» Work order
In the essay on poverty and shame, reproduce everything from "Here’s what I’m" down to "with being poor.", swapping "poverty" for "hardship".

» Extract to read

---

My wife and I were first made aware of our son’s poor teeth when we took him to see the dentist over a complaint concerning what we naively thought was just one cavity. As Sam lay beneath the sterile glair of those fluorescent white lights, the dentist probed his open mouth, speaking to him in the soft and dulcet tones used by adults to sooth and placate nervous children. From time-to-time, however, she would— in a far more clinical voice— call out certain codes to her assistant, codes which I could only guess were in reference to the kinds of cavities her trained eye was identifying in my son’s mouth. “3MOD,” she would say coldly, interrupting her own stream of soothing chit-chat. Every time she did this, I felt a cold stab of anxiety. Indeed, my son had not one, not two but five or more cavities. By the time we left her office that day, Jasmine was nearly in tears and we both felt like the world’s most incompetent parents.
To make matters worse we eventually realized that, in order for all of our son’s cavities to be treated, he would have to go to the OR in either Saint John, or for less of a wait time, Sussex. There, he would be put to sleep by an anesthetist while a dentist tinkered away in his open mouth, all the while (as we imagined) cursing the incompetent and neglectful parents who had allowed their kids teeth to rot in this manner. Needless to say, the anxiety that my wife and I endured during that six-month long waiting period between diagnosis and the surgery was considerable. Would the procedure take place before Sam’s dental situation worsened and extractions were necessary? How would he cope with the pain of the tooth aches between now and then? Is it safe for a child that young (Sam was 4 at the time) to undergo general anesthesia? And, in addition to all of these questions there were the feelings of guilt and shame— feelings that were vocalized in the hardest question of all: How could we have allowed the situation to have become so bad?
Here’s what I’m getting at: There’s a lot of shame and guilt that comes with finding out that your kid has bad teeth. However, that sense of shame and guilt is not mitigated but, rather, intensified if you happen to be a single parent living in poverty (and, hence, at a statistically greater risk of having children with poor dentition). In fact, we have observed that, for many people living in poverty, the shame surrounding tooth decay is emblematic of a far greater shame that comes with being poor.
Indeed, if there’s one thing that I’ve learned about poverty in the course of my three years of ministry in inner-city Saint John it’s this: Poverty is one, great quagmire of shame. For example, I just recently met one man who was ashamed of the fact that he never finished high school and, despite being in his thirties, is barely able to read. Before then, I met a woman who was ashamed of the fact that she didn’t know how to cook a simple meal from scratch using basic ingredients. But the shame often runs deeper than these relatively superficial things. It can flow from sexual abuse experienced at an early age or a mental illness that has made the task of living nearly impossible. I even, at one time, befriended a young man who would punctuate nearly every other sentence with the phrase, “I’m so ashamed!” Whenever he said that, he seemed to be speaking, not only for himself, but for his entire family— indeed, for his entire neighbourhood
Intertwined with the economic issue of poverty and all of its accompanying ills there is the spiritual problem of shame— a collective and pervasive shame that holds whole neighbourhoods in its grip. Needless to say, any church community that lives in such a neighbourhood and is intent on serving it must bear this in mind. No doubt it is a fine thing to offer free meals, run literacy classes, offer addictions recovery programs and even provide free dental care services. However, as we do so, we must not treat our impoverished neighbours as mere objects of our charity— guinea pigs upon whom we inflict our good deeds. (Indeed, this only intensifies an already great shame). Instead, as we go about serving them, we must offer them the same dignity and respect as we would anyone else. This may, frighteningly enough, involve allowing them to serve us. In short, we must bestow upon them the honour that every other human being is due as beloved creations of a God for whom Christ died. This, perhaps, is the greatest service that any church can provide; namely, to exorcise the spirit of shame that holds so many of our neighbours in its grip.

---

» Dataset records
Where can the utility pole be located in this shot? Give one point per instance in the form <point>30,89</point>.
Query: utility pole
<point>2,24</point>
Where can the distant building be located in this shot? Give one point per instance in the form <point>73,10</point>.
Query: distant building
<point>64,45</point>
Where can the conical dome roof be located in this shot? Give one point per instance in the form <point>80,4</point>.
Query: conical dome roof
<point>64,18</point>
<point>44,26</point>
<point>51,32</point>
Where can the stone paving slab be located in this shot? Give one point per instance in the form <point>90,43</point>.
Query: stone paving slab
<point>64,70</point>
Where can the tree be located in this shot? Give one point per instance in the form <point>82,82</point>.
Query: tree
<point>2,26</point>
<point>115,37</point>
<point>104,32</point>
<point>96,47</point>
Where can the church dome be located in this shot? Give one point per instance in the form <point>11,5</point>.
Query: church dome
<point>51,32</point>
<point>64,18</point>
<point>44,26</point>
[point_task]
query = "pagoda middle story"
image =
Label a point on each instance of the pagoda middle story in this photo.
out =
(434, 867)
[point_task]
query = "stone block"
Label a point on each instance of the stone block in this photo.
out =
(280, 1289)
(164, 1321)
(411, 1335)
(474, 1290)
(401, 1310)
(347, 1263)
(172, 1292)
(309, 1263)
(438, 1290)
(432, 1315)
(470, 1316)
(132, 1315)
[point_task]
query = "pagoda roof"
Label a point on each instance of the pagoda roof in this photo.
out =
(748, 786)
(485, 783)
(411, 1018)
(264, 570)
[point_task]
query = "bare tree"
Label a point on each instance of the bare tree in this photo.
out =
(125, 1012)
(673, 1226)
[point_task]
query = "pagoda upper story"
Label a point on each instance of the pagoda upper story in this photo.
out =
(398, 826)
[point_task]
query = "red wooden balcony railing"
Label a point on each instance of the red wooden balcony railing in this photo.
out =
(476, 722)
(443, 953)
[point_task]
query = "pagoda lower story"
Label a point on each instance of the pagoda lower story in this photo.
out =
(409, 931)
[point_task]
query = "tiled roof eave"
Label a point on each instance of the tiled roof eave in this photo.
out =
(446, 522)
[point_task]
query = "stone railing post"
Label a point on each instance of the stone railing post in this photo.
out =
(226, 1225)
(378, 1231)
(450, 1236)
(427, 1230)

---

» Solution for this exercise
Here’s what I’m getting at: There’s a lot of shame and guilt that comes with finding out that your kid has bad teeth. However, that sense of shame and guilt is not mitigated but, rather, intensified if you happen to be a single parent living in hardship (and, hence, at a statistically greater risk of having children with poor dentition). In fact, we have observed that, for many people living in hardship, the shame surrounding tooth decay is emblematic of a far greater shame that comes with being poor.